■ Task instructions
For each record that follows, write out an identical copy.

■ Task data
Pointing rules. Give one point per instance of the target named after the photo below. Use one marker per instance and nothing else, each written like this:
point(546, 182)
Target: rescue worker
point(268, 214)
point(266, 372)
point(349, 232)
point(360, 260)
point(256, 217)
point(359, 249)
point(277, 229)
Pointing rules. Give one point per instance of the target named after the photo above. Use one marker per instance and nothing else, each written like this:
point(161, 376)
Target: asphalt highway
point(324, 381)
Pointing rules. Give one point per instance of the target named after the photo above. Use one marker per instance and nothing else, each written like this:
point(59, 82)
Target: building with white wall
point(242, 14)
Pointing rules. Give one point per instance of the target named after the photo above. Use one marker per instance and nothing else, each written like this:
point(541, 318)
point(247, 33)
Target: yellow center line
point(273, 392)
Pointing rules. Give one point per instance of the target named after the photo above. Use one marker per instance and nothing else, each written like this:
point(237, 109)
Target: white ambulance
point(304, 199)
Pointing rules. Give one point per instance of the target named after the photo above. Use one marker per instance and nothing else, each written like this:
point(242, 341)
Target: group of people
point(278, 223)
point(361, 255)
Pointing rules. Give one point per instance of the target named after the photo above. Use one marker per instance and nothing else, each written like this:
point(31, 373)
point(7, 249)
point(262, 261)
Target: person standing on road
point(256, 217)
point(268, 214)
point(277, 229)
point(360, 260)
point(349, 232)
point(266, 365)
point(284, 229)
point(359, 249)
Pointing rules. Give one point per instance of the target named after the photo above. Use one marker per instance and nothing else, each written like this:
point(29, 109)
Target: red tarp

■ The answer
Pointing rules. Give one point per instance of the target named after the photo below. Use one marker per instance and nothing else, each written like this:
point(546, 182)
Target: rescue worker
point(268, 214)
point(266, 372)
point(349, 232)
point(360, 260)
point(256, 217)
point(359, 249)
point(277, 229)
Pointing rules. Give one point per instance of the target named after the photo above. Use one marker per instance and nothing else, each written like this:
point(161, 376)
Target: asphalt highway
point(324, 381)
Pointing rules. Give one point per instance of the target named after the photo above. Use one marker per instance and nothing else, each written like this:
point(59, 82)
Target: building with white wall
point(242, 14)
Pointing rules. Give one point per instance of the target named after the photo above. Use one marker per instance and nothing else, each written like this:
point(541, 318)
point(247, 33)
Target: yellow center line
point(273, 392)
Pointing rules. Give one point per instance of the target named after the photo above. Use one marker per instance and nothing else, each written like this:
point(237, 109)
Target: white ambulance
point(304, 199)
Pointing rules. Give one point per instance of the target named after the photo above. Use one marker per instance and nothing else, each written like this:
point(242, 341)
Target: group of people
point(278, 223)
point(361, 255)
Pointing rules. Give one point per instance of the target named after the photo above. Use one marker per instance and nothing else, each written like this:
point(31, 373)
point(7, 249)
point(262, 261)
Target: person standing on road
point(256, 217)
point(268, 214)
point(277, 229)
point(360, 260)
point(349, 232)
point(266, 365)
point(284, 229)
point(359, 249)
Pointing rules. Give one point per instance of the target named after the photo above. Use one marker per instance and nothing else, each written like this:
point(29, 109)
Target: red tarp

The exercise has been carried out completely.